Arrange the records below as a numbered list, skipping blank lines and omitting the pictures.

━━ Dataset

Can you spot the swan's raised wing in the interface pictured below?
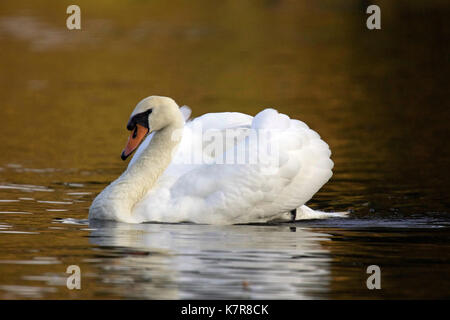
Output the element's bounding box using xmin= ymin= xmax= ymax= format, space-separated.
xmin=134 ymin=109 xmax=333 ymax=224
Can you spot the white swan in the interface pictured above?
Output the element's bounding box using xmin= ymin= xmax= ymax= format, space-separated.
xmin=89 ymin=96 xmax=343 ymax=224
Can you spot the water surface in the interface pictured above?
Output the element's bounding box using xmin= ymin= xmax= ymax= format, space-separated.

━━━━

Reply ->
1. Can you spot the swan's raised wing in the interface pictured below?
2. Output the element's bounding box using xmin= ymin= xmax= ymax= format, space-separated.
3. xmin=134 ymin=109 xmax=333 ymax=224
4. Can you spot the white swan in the interface pictured above?
5. Output the element's bounding box using xmin= ymin= xmax= ymax= format, space-separated.
6. xmin=89 ymin=96 xmax=343 ymax=224
7. Can you spot the water surface in the interface pictured above?
8. Output the element's bounding box using xmin= ymin= xmax= ymax= format, space-separated.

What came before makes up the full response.